=== Raw records ===

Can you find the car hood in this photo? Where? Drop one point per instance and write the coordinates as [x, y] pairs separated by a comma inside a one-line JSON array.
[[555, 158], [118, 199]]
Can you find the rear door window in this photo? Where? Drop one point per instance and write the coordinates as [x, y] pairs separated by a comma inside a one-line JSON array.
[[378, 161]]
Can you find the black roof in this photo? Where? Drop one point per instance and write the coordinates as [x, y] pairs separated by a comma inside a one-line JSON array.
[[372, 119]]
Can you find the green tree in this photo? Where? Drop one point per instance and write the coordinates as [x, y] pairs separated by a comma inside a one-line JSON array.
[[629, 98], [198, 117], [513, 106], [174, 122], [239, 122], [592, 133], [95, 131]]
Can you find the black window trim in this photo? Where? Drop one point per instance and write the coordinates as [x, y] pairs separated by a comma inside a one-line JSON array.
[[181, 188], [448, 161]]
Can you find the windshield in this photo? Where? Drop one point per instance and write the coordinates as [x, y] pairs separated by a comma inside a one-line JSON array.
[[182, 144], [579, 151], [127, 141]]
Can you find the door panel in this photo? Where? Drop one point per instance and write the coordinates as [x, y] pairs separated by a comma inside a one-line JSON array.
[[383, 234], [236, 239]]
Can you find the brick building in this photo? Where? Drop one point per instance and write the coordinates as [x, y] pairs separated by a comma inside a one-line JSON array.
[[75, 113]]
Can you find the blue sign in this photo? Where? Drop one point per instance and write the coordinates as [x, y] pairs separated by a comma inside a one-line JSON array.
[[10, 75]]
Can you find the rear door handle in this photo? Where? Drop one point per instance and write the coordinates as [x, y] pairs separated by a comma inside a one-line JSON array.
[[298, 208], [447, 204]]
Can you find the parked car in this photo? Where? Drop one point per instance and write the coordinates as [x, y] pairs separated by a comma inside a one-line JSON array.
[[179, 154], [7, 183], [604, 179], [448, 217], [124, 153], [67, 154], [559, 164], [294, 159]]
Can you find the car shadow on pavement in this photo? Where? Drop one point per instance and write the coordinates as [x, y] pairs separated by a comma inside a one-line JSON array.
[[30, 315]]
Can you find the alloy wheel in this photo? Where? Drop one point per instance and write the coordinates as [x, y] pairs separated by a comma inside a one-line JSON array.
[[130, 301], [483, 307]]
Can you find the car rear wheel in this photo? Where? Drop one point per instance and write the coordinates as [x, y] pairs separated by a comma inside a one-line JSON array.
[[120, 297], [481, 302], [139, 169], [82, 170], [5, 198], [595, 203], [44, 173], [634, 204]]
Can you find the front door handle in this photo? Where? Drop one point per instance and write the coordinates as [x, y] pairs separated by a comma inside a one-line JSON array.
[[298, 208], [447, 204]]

===

Print, without any change, every line of the items above from the line containing "Can you find the windshield" down through the line containing "[[130, 301], [483, 307]]", with both of those lines included.

#### In response
Can you find the windshield in this photo? Where? Drop one point per instance and write the coordinates as [x, y] pairs separated by a comma inside a one-line JSON array.
[[182, 144], [579, 151], [127, 141]]
Can you find the door panel in this photo? Where? Drop one point per instance and write the coordinates as [x, y] pairs separated by a comma inside a one-line JSON array.
[[383, 234], [236, 239]]
Can you find the brick building in this photo? Where? Drop one point per instance and write the coordinates as [x, y] pairs separated by a comma inside a one-line JSON array.
[[75, 113]]
Can you find the blue sign in this photo? Where? Drop one point per instance and write the coordinates as [x, y] pairs separated by a comma inside a one-line JSON array.
[[10, 75]]
Can you find the rear door handle in this photo? Where? Drop one point per instance and write the coordinates as [x, y] pairs separated by a comma inside a one-line JSON array.
[[298, 208], [447, 204]]
Can you find the parked car in this photo? Where? Drop one point per instance and write the coordinates as [x, y] pairs separated by a comma inside a one-line JSON array.
[[179, 154], [7, 183], [604, 179], [448, 217], [124, 153], [67, 154], [559, 164], [294, 159]]
Can you find the car shadow on pavement in this photo? Where? Drop one point per instance and write the coordinates as [x, y] pairs separated by a comma inside a one-line JSON array.
[[30, 315]]
Can you find the alloy wheel in this photo? Where? Drop one point per instance and write the coordinates as [x, y] pairs separated by a comma inside a one-line JSON array.
[[130, 301], [483, 307]]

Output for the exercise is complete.